* _Objective_
Extract all data as written.

### Given records ###

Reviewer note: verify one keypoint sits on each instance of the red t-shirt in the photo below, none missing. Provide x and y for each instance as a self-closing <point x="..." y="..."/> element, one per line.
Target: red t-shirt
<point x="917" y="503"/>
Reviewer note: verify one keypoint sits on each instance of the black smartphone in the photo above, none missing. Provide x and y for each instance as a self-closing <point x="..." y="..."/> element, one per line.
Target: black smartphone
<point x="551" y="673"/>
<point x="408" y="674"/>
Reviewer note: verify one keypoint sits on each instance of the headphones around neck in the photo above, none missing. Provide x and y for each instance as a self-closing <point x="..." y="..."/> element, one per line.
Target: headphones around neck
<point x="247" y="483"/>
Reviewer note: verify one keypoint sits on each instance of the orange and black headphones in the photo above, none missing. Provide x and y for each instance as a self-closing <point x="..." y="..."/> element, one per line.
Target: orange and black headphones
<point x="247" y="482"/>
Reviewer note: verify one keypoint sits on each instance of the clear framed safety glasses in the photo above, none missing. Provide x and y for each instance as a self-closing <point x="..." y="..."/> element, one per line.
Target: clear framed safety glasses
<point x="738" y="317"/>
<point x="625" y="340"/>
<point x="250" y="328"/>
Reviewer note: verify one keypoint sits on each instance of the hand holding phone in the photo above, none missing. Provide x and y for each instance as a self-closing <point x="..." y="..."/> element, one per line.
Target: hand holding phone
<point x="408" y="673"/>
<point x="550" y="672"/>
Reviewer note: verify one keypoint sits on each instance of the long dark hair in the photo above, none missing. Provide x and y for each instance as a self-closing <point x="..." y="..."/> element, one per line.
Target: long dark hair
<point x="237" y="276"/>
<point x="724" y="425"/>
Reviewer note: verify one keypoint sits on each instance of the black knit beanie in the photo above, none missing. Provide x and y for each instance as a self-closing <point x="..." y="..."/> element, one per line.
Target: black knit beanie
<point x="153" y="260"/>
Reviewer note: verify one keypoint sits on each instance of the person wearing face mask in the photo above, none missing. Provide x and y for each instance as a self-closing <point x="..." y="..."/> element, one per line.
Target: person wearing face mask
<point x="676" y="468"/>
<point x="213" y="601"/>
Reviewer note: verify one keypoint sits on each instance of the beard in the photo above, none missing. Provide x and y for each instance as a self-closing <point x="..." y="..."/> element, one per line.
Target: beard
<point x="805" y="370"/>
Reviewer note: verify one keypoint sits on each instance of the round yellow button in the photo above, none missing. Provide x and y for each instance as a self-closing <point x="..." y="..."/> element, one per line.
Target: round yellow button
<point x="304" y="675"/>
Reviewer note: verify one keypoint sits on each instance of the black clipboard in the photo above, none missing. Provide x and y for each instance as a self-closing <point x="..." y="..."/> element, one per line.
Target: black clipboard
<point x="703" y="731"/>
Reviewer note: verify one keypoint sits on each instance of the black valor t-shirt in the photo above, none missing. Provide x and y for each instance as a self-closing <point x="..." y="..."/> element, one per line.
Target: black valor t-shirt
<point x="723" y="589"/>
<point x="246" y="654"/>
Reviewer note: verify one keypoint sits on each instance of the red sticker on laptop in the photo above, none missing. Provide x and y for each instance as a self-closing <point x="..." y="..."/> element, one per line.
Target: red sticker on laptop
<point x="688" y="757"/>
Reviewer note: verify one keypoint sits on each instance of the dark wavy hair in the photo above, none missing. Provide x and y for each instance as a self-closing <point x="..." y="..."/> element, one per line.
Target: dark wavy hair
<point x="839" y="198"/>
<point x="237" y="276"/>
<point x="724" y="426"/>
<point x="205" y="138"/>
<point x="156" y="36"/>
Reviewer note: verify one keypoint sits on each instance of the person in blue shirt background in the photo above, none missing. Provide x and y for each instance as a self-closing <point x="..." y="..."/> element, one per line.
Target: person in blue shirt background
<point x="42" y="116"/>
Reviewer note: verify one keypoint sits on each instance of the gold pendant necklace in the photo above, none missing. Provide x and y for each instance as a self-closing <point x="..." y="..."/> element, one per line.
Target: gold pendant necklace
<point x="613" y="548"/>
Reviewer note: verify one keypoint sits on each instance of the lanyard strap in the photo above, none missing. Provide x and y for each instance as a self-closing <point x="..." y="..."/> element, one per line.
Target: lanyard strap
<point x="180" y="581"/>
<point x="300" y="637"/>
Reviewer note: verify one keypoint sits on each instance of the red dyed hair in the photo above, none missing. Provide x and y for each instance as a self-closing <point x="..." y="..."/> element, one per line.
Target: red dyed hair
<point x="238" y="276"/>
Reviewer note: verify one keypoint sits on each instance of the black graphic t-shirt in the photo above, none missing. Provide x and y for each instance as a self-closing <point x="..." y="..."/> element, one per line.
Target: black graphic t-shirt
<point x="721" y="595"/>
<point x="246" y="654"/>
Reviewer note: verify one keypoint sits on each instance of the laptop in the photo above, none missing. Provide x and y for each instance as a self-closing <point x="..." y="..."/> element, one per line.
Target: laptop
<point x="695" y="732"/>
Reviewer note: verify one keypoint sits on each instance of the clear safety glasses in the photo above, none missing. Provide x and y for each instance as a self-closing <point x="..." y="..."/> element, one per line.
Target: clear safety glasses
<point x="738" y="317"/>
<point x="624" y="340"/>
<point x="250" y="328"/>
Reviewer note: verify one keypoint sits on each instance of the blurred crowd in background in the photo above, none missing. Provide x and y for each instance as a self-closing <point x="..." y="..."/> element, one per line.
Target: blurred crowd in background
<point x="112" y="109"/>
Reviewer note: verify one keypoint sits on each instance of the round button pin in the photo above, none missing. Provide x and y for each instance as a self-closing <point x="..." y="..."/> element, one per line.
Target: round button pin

###

* _Output for this task_
Reviewer note: verify one keypoint sits on each instance of the red t-shirt in the photo below, none missing. Provide x and y for each instance as a self-closing <point x="..." y="..."/> element, one per line.
Target: red t-shirt
<point x="917" y="503"/>
Reviewer note: verify one keypoint sits on each instance of the black smartphone in the photo above, none missing. Provide x and y for each instance as a self-closing <point x="..." y="..."/> element, one per line.
Target: black smartphone
<point x="551" y="673"/>
<point x="408" y="674"/>
Reviewer note: verify one keypoint sits on each instance of the headphones around neck in the photo above, none missing. Provide x and y for each instance as a self-closing <point x="..." y="..."/> element, one per line.
Target: headphones around neck
<point x="247" y="483"/>
Reviewer note: verify one keypoint sits on each instance of the orange and black headphones in the photo above, none missing. Provide x and y for each instance as a self-closing <point x="..." y="..."/> element, one per line.
Target: orange and black headphones
<point x="247" y="482"/>
Reviewer note: verify one keypoint sits on each instance of the clear framed safety glasses in the photo above, none missing. Provide x and y for each instance as a self-closing <point x="..." y="..."/> element, one per line.
Target: clear framed safety glasses
<point x="738" y="317"/>
<point x="625" y="340"/>
<point x="250" y="328"/>
Reviewer note: verify one keypoint sits on each instance of the hand holding phone in the photo above, none missing. Provide x and y for each instance as a self-closing <point x="..." y="..."/> element, one per line.
Target: hand holding phone
<point x="408" y="673"/>
<point x="550" y="672"/>
Reviewer note: verify one keypoint sits on each instance of the long dark hair in the photo above, none missing. Provide x and y for each instance as a self-closing <point x="..." y="..."/> element, one per line.
Target: long dark hair
<point x="237" y="276"/>
<point x="724" y="425"/>
Reviewer note: verify one keypoint sits on each instance of the black knit beanie in the photo above, none missing. Provide x and y for each instance as a self-closing <point x="..." y="..."/> element, one per line.
Target: black knit beanie
<point x="153" y="260"/>
Reviewer note: verify one keypoint sits on each instance of the person wearing face mask in the photo above, none missing. Provide x and y for each instance as a self-closing <point x="..." y="..."/> element, one per line.
Target: person wearing face mask
<point x="676" y="468"/>
<point x="213" y="601"/>
Reviewer note: verify one keypoint sits on each instance of the beard in the photo above, none missing. Provide x and y for each instance as a self-closing <point x="..." y="..."/> element, one per line.
Target: beard
<point x="805" y="370"/>
Reviewer note: verify one keypoint sits on each instance of the round yellow button in the photo above, none missing. Provide x and y for each instance as a self-closing <point x="..." y="..."/> element, one per line.
Target: round yellow button
<point x="304" y="675"/>
Reviewer note: verify one keypoint sits on each instance of the black clipboard in the photo above, none missing. Provide x and y for each instance as a self-closing <point x="..." y="..."/> element, one per line.
Target: black clipboard
<point x="703" y="731"/>
Reviewer note: verify one keypoint sits on each instance of the black valor t-shirt in the photo above, none missing. Provide x and y for each instance as a self-closing <point x="..." y="..."/> element, one per line.
Target: black valor t-shirt
<point x="723" y="589"/>
<point x="246" y="654"/>
Reviewer note: verify one keypoint sits on each instance of the red sticker on laptop in the photo above, none missing. Provide x and y for each instance as a self-closing <point x="..." y="..."/> element, one per line.
Target: red sticker on laptop
<point x="688" y="757"/>
Reviewer note: verify one keypoint sits on each instance of the dark wavy hair in the photo above, none missing. Provide x and y for each instance as a self-closing <point x="..." y="..."/> element, one per line.
Target: dark wavy hair
<point x="839" y="198"/>
<point x="237" y="276"/>
<point x="724" y="426"/>
<point x="205" y="138"/>
<point x="156" y="36"/>
Reviewer note: verify one keypoint sits on each instance of the person in blue shirt background in the photo above, none missing. Provide x and y for each instance as a self-closing <point x="..." y="..."/> element, one per line.
Target: person in blue shirt background
<point x="42" y="116"/>
Reviewer note: verify one keypoint sits on each instance of the gold pendant necklace in the photo above, none missing. Provide x and y for each instance as a self-closing <point x="..." y="..."/> element, one per line.
Target: gold pendant necklace
<point x="613" y="548"/>
Reviewer note: verify one keypoint sits on each instance of the lanyard strap in the photo above, none missing. Provide x and y for each instance as a self-closing <point x="..." y="..."/> element, one per line.
Target: lanyard strap
<point x="180" y="581"/>
<point x="300" y="637"/>
Reviewer note: verify one keypoint sits on each instance of the red dyed hair in the photo above, none missing. Provide x and y for each instance as a self-closing <point x="..." y="..."/> element, one per line.
Target: red dyed hair
<point x="238" y="276"/>
Reviewer note: verify one keypoint sits on each instance of the black graphic t-shirt in the photo above, none missing. Provide x and y for each instance as a self-closing <point x="..." y="..."/> element, one per line.
Target: black graphic t-shirt
<point x="721" y="595"/>
<point x="246" y="654"/>
Reviewer note: verify one keypoint sits on each instance of the laptop in the photo above, none missing. Provide x and y for each instance as a self-closing <point x="..." y="..."/> element, one per line.
Target: laptop
<point x="695" y="732"/>
Reviewer note: verify one keypoint sits on each instance of the clear safety glasses in the photo above, none missing. Provide x and y for each instance as a self-closing <point x="..." y="..."/> element, one per line.
Target: clear safety glasses
<point x="738" y="317"/>
<point x="624" y="340"/>
<point x="250" y="328"/>
Reviewer note: verify one keypoint sits on each instance of the blurred crowd in background in the photo above, none missing. Provide x and y for each instance as a self-closing <point x="..." y="..."/> element, one per line.
Target: blurred crowd in background
<point x="112" y="109"/>
Reviewer note: verify one keypoint sits on each instance of the round button pin in the photo above, none missing. Provide x and y for each instance as a self-closing <point x="..." y="..."/> element, one per line.
Target: round button pin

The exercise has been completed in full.